**What is expected**
Would you reproduce, without any alteration, the lines from the opening line of the entries through the line that has "box: [855, 499, 920, 538]" in it?

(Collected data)
######

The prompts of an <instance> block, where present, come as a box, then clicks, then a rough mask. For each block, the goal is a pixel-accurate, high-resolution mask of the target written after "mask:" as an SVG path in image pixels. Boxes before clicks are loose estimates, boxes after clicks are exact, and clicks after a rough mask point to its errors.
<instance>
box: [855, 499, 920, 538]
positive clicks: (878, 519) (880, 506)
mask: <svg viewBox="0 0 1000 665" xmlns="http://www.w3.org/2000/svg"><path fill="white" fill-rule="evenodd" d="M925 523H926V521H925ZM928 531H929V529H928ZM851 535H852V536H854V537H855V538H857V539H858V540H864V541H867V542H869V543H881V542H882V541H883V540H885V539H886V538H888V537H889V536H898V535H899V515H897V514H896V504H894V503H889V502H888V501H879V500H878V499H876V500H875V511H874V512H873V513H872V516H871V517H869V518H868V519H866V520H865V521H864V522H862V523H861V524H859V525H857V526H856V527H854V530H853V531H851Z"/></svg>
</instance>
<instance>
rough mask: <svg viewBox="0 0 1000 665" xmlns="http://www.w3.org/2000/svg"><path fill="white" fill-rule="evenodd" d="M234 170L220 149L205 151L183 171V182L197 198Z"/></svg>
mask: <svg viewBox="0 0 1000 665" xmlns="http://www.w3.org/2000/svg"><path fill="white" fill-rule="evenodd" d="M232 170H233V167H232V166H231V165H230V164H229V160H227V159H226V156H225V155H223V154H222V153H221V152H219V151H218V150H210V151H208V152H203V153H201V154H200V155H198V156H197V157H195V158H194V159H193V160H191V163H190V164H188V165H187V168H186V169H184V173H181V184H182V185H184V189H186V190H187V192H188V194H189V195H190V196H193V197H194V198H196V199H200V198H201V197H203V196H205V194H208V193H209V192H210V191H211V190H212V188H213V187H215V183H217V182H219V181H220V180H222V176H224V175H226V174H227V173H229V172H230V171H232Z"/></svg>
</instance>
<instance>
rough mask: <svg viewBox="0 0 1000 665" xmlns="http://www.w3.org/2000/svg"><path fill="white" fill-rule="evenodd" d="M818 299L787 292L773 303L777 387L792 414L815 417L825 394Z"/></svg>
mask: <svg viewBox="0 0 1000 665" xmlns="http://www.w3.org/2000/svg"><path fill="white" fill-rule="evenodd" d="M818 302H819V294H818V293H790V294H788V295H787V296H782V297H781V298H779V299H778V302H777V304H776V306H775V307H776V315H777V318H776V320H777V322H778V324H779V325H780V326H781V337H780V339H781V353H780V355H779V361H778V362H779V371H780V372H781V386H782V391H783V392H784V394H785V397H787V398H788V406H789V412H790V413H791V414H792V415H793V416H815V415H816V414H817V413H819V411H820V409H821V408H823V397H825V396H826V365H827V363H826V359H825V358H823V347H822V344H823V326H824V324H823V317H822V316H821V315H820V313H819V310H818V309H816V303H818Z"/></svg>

######

**Result for this task**
The prompts of an <instance> block, where present, come as a box, then clicks, then a rough mask. For each block, the goal is a pixel-accurate, high-resolution mask of the target written after "mask:" as an SVG path in image pixels. Boxes before clicks are loose estimates, boxes after clicks are exact, and clicks after a rough mask point to its errors.
<instance>
box: [855, 499, 920, 538]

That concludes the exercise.